===== EXCERPT
Everybody’s personal and family history can hold clues to the types of diseases for which they may be at risk.  Therefore, it is important for genetic counselors to ask family history questions and document the health conditions that run in a patient’s family.

The world of genetics has the ability to sequence a person’s whole genome to inform them how to better prepare for potential health conditions, and perhaps even prevent them.  However, we have barely scratched the surface as far as understanding what all the information means.  Thanks to the evolution of sequencing technology and bioinformatics, genetic testing as a tool is becoming even more accurate every day.

As a practicing Genetic Counselor, I needed to learn how to counsel people through the process of sequencing their genome and decided to experience it first-hand by sequencing my own genome.  Before my blood was drawn, I created a full family tree for myself and discovered approximately five hereditary conditions were present in my family: hemiplegic migraines, hearing loss, celiac disease, hypertrophic cardiomyopathy and hereditary hemochromatosis.  I expected some of these to potentially show up on my genetic test.

As I sat down with my doctor to review my genetic test results, we found the answer to one of the five hereditary conditions running in my family - I am a carrier for hereditary hemochromatosis.  This is a recessive condition, which means that if someone has two faulty genes for hemochromatosis, they may eventually develop high iron levels.  I have only one faulty copy, which is unlikely to ever affect my health. 

We also discovered to our surprise an incidental finding - I am a carrier of MUTYH, a recessive condition characterized by an increased risk to develop colon polyps and colon cancer in those who carry two faulty copies of the gene.  Thankfully, I carry only one faulty copy of this gene, however, people like me may have a slightly higher than average risk for colon cancer. According to NCCN guidelines, I should start colonoscopies at age 40 and repeat them every year to stay ahead of any possible problems. 

Because these genetic traits are inherited, I have warned my family members so they can be tested, know what to watch for and prevent disease.

What does this mean for the other four hereditary conditions in my family? Am I off the hook for these because they did not come up as concerns on my genetic testing?  Sadly, the answer is “no”, and I must still watch for these other issues.
==========
### EXPLORE THE MATERIAL
1. Transcribe the stretch of the excerpt on genome sequencing from "As a practicing" through "my genetic test.".
2. Answer these from the excerpt on genome sequencing:
(a) About how many hereditary conditions did the family tree reveal?
(b) Which of those family conditions did the test results show the writer carries?
(c) At what age do NCCN guidelines say the writer should start colonoscopies?
3. Render this sentence from the excerpt on genome sequencing in Spanish: "Because these genetic traits are inherited, I have warned my family members so they can be tested, know what to watch for and prevent disease."
===== EXTRACTED MATERIAL
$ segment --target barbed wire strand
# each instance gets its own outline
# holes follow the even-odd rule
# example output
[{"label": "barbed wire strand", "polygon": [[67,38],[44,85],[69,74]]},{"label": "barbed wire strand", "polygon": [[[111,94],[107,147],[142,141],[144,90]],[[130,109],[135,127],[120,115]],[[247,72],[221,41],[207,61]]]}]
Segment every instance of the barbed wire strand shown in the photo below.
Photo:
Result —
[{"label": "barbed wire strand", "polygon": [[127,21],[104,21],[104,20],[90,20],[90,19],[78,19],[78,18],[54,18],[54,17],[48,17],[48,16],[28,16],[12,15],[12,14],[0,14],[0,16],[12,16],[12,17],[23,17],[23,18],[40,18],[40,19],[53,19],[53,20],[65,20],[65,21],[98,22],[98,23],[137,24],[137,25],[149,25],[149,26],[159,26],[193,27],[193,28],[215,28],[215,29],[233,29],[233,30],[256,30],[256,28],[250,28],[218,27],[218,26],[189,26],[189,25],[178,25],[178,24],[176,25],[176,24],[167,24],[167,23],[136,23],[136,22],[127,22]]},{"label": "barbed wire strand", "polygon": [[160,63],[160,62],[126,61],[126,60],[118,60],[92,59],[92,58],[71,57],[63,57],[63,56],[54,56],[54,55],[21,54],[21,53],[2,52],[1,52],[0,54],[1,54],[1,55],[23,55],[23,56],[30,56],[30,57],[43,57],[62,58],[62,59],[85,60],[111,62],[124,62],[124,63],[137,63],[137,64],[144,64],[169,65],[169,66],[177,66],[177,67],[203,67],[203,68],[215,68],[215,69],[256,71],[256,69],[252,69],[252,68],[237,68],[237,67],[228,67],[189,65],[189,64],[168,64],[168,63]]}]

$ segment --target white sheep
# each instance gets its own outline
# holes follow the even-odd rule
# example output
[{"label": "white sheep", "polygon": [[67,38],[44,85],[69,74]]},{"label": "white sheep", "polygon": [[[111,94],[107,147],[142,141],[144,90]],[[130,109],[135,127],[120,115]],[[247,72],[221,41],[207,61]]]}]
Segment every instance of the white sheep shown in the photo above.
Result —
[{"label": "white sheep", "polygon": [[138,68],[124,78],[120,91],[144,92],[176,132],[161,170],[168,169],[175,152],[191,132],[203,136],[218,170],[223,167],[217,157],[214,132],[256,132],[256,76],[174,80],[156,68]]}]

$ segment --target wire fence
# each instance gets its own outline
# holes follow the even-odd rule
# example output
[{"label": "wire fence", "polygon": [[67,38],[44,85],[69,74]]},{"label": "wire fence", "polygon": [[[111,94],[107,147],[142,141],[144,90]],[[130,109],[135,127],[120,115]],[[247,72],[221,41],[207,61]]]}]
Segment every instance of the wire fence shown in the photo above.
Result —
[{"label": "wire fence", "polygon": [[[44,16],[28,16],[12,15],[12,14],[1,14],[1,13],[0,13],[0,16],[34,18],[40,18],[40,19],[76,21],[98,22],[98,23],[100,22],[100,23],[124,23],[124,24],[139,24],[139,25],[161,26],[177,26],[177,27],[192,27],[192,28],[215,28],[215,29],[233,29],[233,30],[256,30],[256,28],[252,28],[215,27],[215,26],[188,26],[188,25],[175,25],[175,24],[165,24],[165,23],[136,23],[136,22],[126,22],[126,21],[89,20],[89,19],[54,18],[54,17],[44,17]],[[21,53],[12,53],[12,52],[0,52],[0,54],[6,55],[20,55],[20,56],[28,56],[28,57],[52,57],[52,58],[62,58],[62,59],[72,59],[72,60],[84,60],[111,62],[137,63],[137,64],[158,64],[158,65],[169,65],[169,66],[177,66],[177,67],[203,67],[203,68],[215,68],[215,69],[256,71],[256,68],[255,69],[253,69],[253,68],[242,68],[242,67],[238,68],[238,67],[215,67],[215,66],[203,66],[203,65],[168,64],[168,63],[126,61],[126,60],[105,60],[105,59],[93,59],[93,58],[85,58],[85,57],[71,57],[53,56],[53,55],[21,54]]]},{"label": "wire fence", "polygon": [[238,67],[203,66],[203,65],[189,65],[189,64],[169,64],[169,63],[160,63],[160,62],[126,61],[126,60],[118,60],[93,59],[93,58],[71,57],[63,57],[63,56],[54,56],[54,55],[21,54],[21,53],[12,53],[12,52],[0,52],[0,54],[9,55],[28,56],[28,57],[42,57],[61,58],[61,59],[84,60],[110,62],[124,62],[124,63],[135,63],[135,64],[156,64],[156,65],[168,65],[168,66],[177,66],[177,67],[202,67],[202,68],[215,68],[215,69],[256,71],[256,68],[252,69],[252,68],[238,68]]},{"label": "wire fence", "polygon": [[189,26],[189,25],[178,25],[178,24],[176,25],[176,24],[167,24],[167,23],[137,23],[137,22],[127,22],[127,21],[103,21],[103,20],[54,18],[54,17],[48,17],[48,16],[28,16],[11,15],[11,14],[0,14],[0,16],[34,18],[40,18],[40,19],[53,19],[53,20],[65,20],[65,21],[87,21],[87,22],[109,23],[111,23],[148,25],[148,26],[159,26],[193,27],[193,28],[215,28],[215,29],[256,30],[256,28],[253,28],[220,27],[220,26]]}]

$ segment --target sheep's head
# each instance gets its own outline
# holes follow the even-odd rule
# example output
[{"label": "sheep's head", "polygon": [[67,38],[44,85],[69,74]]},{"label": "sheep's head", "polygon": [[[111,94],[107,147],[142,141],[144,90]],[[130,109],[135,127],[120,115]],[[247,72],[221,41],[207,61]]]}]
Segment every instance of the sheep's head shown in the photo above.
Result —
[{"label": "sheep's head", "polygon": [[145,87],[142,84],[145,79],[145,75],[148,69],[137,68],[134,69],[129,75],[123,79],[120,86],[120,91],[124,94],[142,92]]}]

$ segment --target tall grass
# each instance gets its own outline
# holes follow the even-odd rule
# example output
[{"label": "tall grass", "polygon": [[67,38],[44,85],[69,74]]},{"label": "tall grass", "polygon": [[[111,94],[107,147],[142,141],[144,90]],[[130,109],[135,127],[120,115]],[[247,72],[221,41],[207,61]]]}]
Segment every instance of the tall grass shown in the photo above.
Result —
==========
### EXERCISE RESULTS
1.
As a practicing Genetic Counselor, I needed to learn how to counsel people through the process of sequencing their genome and decided to experience it first-hand by sequencing my own genome.  Before my blood was drawn, I created a full family tree for myself and discovered approximately five hereditary conditions were present in my family: hemiplegic migraines, hearing loss, celiac disease, hypertrophic cardiomyopathy and hereditary hemochromatosis.  I expected some of these to potentially show up on my genetic test.

2.
(a) Approximately five.
(b) Hereditary hemochromatosis.
(c) Age 40.

3. Como estos rasgos genéticos son hereditarios, he advertido a los miembros de mi familia para que puedan hacerse pruebas, sepan a qué deben estar atentos y prevengan enfermedades.